--- start of DATA SECTION ---

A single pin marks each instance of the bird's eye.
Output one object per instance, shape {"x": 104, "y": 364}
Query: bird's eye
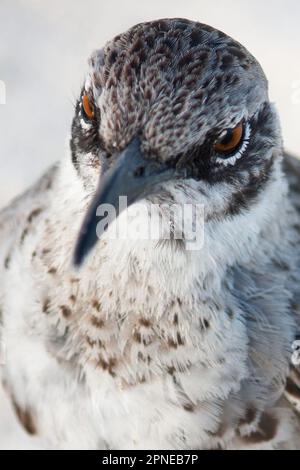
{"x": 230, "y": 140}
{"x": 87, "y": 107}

--- end of DATA SECTION ---
--- start of DATA SECTION ---

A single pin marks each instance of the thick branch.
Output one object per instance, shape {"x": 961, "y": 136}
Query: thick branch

--- end of DATA SECTION ---
--- start of DATA SECTION ---

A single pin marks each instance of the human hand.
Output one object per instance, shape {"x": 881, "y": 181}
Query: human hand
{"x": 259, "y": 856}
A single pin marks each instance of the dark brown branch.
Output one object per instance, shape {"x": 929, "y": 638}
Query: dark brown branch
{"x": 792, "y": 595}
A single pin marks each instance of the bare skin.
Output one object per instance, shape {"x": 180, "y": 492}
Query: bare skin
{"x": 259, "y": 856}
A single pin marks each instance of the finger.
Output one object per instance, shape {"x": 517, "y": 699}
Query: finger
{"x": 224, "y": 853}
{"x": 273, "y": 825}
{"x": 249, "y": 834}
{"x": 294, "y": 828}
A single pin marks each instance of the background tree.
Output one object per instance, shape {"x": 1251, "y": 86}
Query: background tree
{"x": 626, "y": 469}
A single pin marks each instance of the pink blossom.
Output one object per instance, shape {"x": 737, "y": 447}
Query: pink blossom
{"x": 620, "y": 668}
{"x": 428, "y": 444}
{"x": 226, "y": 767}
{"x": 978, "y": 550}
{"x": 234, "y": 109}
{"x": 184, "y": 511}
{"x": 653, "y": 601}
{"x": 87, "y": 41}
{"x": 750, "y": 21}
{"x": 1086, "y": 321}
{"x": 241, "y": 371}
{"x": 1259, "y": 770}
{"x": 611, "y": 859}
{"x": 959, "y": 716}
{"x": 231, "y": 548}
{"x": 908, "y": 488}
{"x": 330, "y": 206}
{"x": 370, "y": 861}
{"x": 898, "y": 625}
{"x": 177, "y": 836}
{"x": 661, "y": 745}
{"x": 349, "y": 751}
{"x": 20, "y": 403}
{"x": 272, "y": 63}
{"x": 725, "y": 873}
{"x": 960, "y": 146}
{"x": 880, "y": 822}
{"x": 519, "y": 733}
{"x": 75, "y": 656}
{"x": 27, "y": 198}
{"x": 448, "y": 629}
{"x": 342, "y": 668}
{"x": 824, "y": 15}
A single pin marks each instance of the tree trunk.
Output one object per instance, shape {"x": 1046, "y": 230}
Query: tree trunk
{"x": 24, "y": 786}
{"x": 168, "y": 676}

--- end of DATA SECTION ---

Can you give back the lines starting at "A single pin marks each instance of the thick" and ending at "Query: thick branch", swapping "thick branch" for "fallen log" and leaving everything else unchanged?

A single pin marks each instance of the fallen log.
Output one object per instance, shape {"x": 961, "y": 136}
Query: fallen log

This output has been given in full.